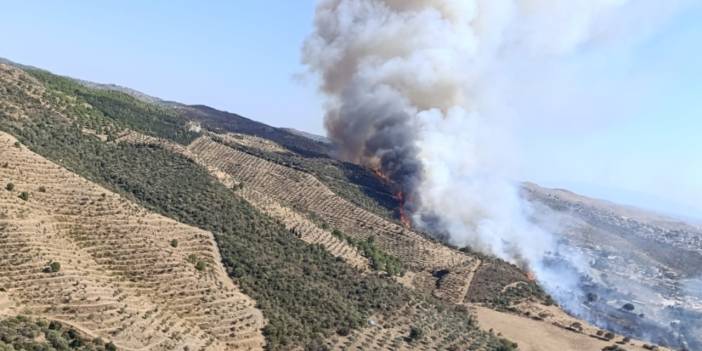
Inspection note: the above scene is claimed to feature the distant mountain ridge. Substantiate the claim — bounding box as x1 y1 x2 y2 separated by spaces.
0 58 684 351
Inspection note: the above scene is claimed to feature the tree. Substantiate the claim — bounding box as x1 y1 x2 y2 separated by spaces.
105 341 117 351
44 261 61 273
409 326 424 342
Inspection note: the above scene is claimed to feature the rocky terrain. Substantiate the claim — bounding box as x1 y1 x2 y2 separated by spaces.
0 59 684 351
523 184 702 350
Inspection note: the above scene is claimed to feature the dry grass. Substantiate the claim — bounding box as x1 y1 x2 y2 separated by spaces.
0 133 265 350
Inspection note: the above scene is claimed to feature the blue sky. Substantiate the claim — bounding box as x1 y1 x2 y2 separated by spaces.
0 0 702 218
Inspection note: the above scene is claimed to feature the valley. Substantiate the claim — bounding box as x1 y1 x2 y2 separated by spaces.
0 64 695 351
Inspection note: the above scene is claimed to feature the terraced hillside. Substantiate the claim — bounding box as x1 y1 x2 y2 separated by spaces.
0 65 516 350
0 133 265 350
0 59 676 350
188 137 470 270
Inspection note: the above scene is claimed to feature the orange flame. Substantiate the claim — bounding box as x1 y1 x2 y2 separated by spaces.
371 168 412 229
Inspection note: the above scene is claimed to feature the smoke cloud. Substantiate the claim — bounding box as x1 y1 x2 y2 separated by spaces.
303 0 688 328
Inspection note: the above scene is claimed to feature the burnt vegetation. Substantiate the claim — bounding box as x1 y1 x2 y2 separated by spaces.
0 65 512 350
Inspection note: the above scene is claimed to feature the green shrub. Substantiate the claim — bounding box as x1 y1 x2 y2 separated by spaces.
44 261 61 273
408 326 424 342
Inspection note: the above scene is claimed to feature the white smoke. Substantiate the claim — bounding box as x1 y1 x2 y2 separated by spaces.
303 0 688 314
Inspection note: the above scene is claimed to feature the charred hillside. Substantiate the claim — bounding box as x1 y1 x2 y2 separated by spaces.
0 64 676 350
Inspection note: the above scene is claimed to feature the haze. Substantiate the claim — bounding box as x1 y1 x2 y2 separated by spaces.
0 0 702 219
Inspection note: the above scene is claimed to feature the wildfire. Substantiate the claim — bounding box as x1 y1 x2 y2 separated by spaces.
372 168 390 184
371 168 412 229
527 271 536 282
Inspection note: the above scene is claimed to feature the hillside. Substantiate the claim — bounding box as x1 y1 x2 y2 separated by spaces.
0 64 680 350
524 184 702 350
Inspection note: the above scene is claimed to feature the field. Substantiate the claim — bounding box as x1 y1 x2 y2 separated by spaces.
0 65 676 350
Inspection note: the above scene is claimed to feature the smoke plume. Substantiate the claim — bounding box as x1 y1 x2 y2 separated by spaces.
303 0 688 322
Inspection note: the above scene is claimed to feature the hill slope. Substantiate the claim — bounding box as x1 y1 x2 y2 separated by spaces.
0 133 264 350
0 64 680 350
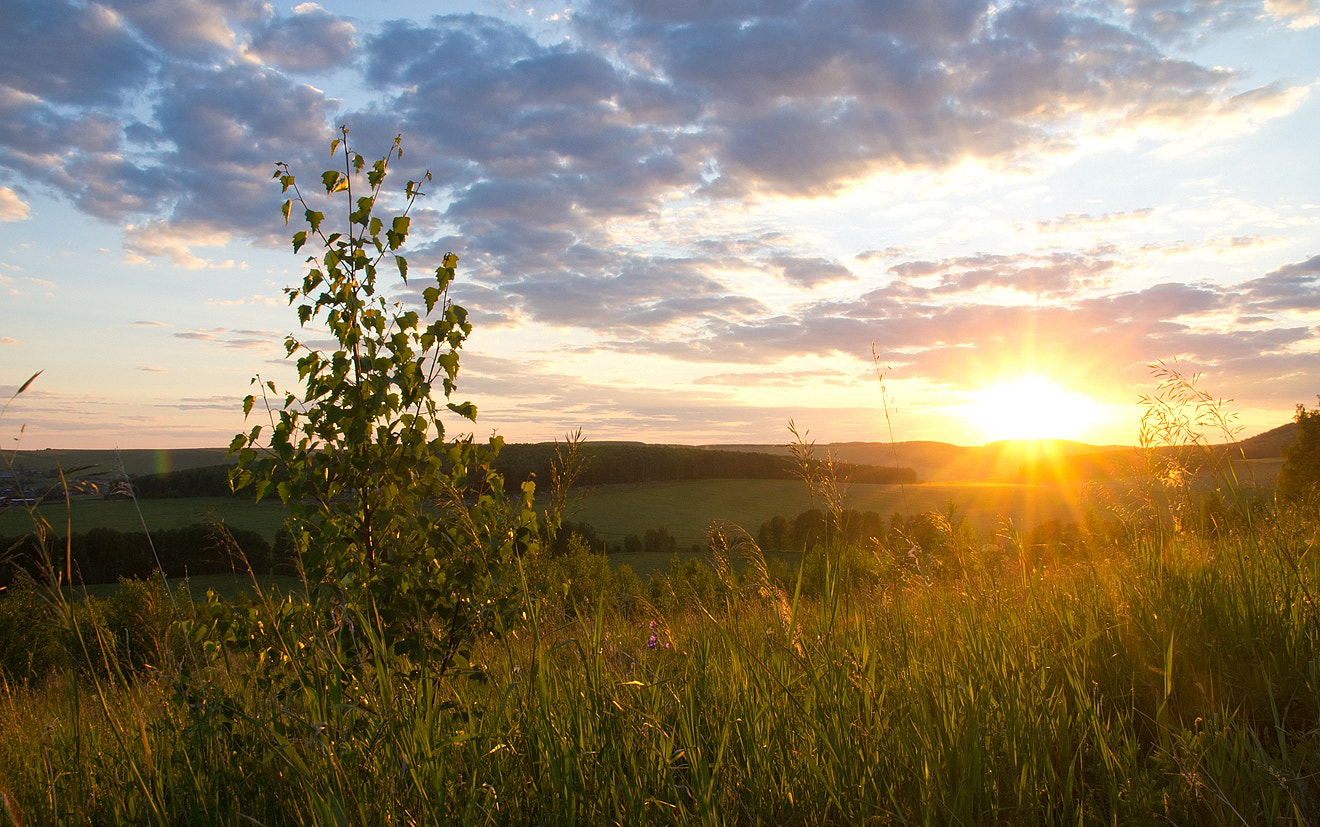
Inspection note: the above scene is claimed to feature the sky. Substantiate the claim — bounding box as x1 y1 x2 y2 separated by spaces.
0 0 1320 448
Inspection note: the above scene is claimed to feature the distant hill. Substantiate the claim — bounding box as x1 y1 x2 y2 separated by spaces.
1238 422 1298 459
2 422 1298 496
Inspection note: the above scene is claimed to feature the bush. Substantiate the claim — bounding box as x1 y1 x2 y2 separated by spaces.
0 575 70 683
1278 397 1320 503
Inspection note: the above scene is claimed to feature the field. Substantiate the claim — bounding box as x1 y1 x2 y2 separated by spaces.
0 437 1320 826
0 480 1081 547
0 497 285 541
569 480 1082 547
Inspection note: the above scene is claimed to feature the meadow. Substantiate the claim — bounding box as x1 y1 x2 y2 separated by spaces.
0 134 1320 827
0 461 1320 824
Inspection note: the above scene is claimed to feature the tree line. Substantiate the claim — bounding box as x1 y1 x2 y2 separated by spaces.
0 524 296 586
132 442 919 499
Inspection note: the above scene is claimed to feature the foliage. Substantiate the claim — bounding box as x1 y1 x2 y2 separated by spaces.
1276 397 1320 503
0 576 71 682
231 128 539 674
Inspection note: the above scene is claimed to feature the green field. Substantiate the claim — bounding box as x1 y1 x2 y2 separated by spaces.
0 480 1080 547
0 497 285 541
568 480 1081 547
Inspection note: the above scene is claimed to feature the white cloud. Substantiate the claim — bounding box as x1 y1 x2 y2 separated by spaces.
0 187 32 222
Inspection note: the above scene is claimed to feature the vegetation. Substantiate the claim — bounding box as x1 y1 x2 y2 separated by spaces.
1278 405 1320 505
0 135 1320 826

■ **What needs to be done**:
Extract every line of the data above that contains the string "distant", reproducing each line in full and in its original order.

■ **Expected output**:
Inspection note: the above scene is claimed to feature the distant mountain ridge. Substantiate the claim — bounding box as x1 y1 x2 y2 separated by spaces.
Inspection note: the above scene is claimed to feature the distant hill. Substantiate the claim — bounding box as x1 y1 x2 y2 separated by spaces.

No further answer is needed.